* _Consignes de l'exercice_:
1. Dans l'extrait sur l'incivisme, en quelle année le mémoire de fin d'études est-il paru ?
2. Les affirmations suivantes concordent-elles avec l'extrait sur l'incivisme ? Pour chacune, répondez par oui ou par non en citant les mots décisifs du texte.
(a) Le mémoire porte sur l'espace universitaire Cheikh Anta Diop de Dakar.
(b) L'auteur publie l'intégralité de son mémoire.
(c) Selon l'auteur, l'incivisme ne touche que l'Université.

* _Extrait du document_:
● ● ●

Jeudi 18 Octobre 2018

Par Madi Waké Touré (ENTSS Dakar)
 
Comme promis dans ma précédente chronique, j’ai décidé de publier quelques extraits de mon mémoire de fin d’études à l’ENTSS sanctionnant le diplôme supérieur de Conseiller en Travail Social  paru en 2007 et portant sur le thème : « L’analyse des facteurs explicatifs des comportements inciviques dans l’espace universitaire Cheikh Anta DIOP de Dakar . »
 
Cette décision est motivée par le fait que le sujet garde encore toute sa pertinence et son actualité. C’est le Sénégal dans son ensemble qui est malade de son incivisme et cela à tous les niveaux. Ce jugement, personne n’ose le contester de peur de se couvrir de ridicule ! C’est dire donc que l’Université peut difficilement échapper au mal pernicieux qui gangrène la société sénégalaise dans son ensemble.

● ● ●

* _Enregistrements conservés_:
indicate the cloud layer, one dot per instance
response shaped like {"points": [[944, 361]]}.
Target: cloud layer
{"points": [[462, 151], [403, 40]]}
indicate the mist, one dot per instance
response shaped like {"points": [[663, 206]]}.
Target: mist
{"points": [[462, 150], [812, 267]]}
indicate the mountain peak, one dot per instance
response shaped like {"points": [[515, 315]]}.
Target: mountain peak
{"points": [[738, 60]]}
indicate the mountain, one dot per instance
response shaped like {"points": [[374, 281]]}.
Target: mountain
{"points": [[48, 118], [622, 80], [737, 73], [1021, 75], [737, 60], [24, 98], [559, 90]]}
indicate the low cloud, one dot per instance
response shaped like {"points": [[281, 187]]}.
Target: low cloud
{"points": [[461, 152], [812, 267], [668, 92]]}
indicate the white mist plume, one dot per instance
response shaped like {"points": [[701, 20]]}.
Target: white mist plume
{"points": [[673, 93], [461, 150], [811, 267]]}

● ● ●

* _Réponses de l'exercice_:
1. En 2007.

2.
(a) Oui : « dans l’espace universitaire Cheikh Anta DIOP de Dakar ».
(b) Non : « publier quelques extraits de mon mémoire ».
(c) Non : « C’est le Sénégal dans son ensemble qui est malade de son incivisme ».